* Document excerpt *
______________________________

# Noob Question- Feel a bit unstable on my new road bike



## mistrpeepers (Sep 9, 2012)

Hi All-

I've been riding mountain bikes for almost 20 years (GT, Giant, etc) and have always felt
really safe & secure on them (cannot even ride a bike now without clipless pedals). The way my hands are able to grip the handlebar all the way around, etc. 

So just last week I bought my first road bike (with clipless pedals of course)- which I absolutely love. I've not been able to ride it but 3 times in the past week due to really bad weather out here, but each time that I have rode it I must admit I feel a bit insecure on it. I'm sure this is pretty natural, but my question is how long will it take before I have the same feeling of stability/control over a road bike as I would with my Giant? I'm sure I just need to get on it more which I fully intend on, but was just curious if all of you "took to it" immediately, or if there was a bit or ramp up time.

Thanks all!


----------



## BostonG (Apr 13, 2010)

Different geometry, different position, different feel, different handling, and many other different things. There will absolutely be ramp up time for you.

Matter of fact, many who are comfortable with their road bike still experience ramp up as they get to different levels. A rider who does recreational rides and decides to try a crit will need ramp up time to develop handling, a rider who ride alone but wants to do a group ride will need ramp up time to develop the skill of holding a line. 

Don’t worry, you’ll get more comfortable and the bike will feel familiar to you soon if you ride it.

Congrats on the new road bike and welcome to road riding. Hope you have fun and enjoy it.


----------



## JCavilia (Sep 12, 2005)

You'll get more comfortable fast. I never had the experience of going from MTB to road (mountain bikes hadn't been invented when I started riding road bikes), but i think the narrower tires and generally quicker handling contribute to that unstable feeling for those that go that way. 

Many mtb converts tend to keep their weight back, since you need that for traction on the dirt. A road bike is designed to be stable with a more balanced weight distribution, so you might try getting more forward and down and see if that helps. When you get out of the saddle, you want to get much more forward than you would on the mtb.

______________________________

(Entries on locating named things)
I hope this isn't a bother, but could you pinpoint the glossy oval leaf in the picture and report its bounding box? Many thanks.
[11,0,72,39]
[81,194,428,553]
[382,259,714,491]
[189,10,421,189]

______________________________

* Problem 1 *
For each statement below, say whether it agrees with the road bike forum thread. Answer yes or no, and quote the words of the thread that decide it. (a) The person who started the thread has been riding mountain bikes for almost 20 years. (b) The person who started the thread rode the new road bike five times in the past week. (c) JCavilia switched from mountain bikes to road bikes.
* Problem 2 *
Retype the part of the road bike forum thread from "Don’t worry, you’ll" to "(Sep 12, 2005)", keeping every word and mark the same.

* Written response 1 *
(a) Yes: "I've been riding mountain bikes for almost 20 years"
(b) No: "I've not been able to ride it but 3 times in the past week"
(c) No: "I never had the experience of going from MTB to road"

* Written response 2 *
Don’t worry, you’ll get more comfortable and the bike will feel familiar to you soon if you ride it.

Congrats on the new road bike and welcome to road riding. Hope you have fun and enjoy it.


----------



## JCavilia (Sep 12, 2005)